__WHAT TO WORK ON__.
Answer these about the forum thread on the Super Blackhawk trigger:
(a) What does Bob Wright think the previous owner took out of the trigger return spring?
(b) In Baldy's reply, which two parts must be replaced to fix the problem properly?
(c) Where did Bob Wright finally find a replacement trigger spring?

__PAGE EXCERPT__.
────────────────────

# Slight sour note on my latest Super Blackhawk



## Bob Wright (May 10, 2006)

The Super Blackhawk I bought recently has one disconcerting attribute: a coil or two has been removed from the trigger return spring. This first manifest itself in cocking the gun, the spring is sluggish in returning the trigger to the forward position, slowing down the second shot.

More noticable however, is the amount of trigger overtravel. This has showed up in slightly enlarged groups. At first I attributed that to wear and possible misalignment of the cylinder. But lockup remains tight. Old as the gun is, I don't believe it was fired too heavily.

But, as the trigger breaks, there is a considerable unresisted overtravel. In dry-firing, this was especiall observed. I think the previous owner tried to lighten the trigger pull by removing a coil or two. The New Model Ruger Blackhawks have a pretty stiff trigger spring which eliminates this, and older guns have a little more "oomph" in the return springs. Its a small difference, to be sure, but its there just the same.

I have an almost identical Super Blackhawk, and a well tried handload, so know it was neither my ammunition nor my shooting. Am looking for a replacement spring and plunger.

Bob Wright


----------



## Baldy (Jun 21, 2006)

There's not any other way to fix it right without replacing the spring and plunger. I know you can handle that OK Bob. Let us know how it shoots when you get it done. Good luck.


----------



## Bob Wright (May 10, 2006)

I had been searching for a replacement spring without success, when last night while looking for another part in my parts box, I found exactly what I had been looking for, a trigger spring from an old three screw project.

Some days the sun just shines on you.

Bob Wright


----------

────────────────────

__STORED ROWS__.
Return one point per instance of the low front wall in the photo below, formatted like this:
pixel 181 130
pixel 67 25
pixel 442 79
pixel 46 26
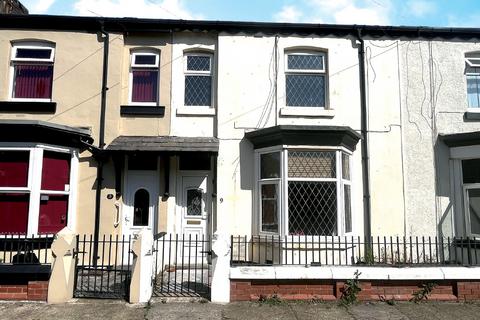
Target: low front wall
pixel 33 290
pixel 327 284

────────────────────

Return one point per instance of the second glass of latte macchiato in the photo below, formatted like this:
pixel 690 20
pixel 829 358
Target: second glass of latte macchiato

────────────────────

__FULL SOLUTION__.
(a) A coil or two.
(b) The spring and the plunger.
(c) In a parts box: a trigger spring from an old three screw project.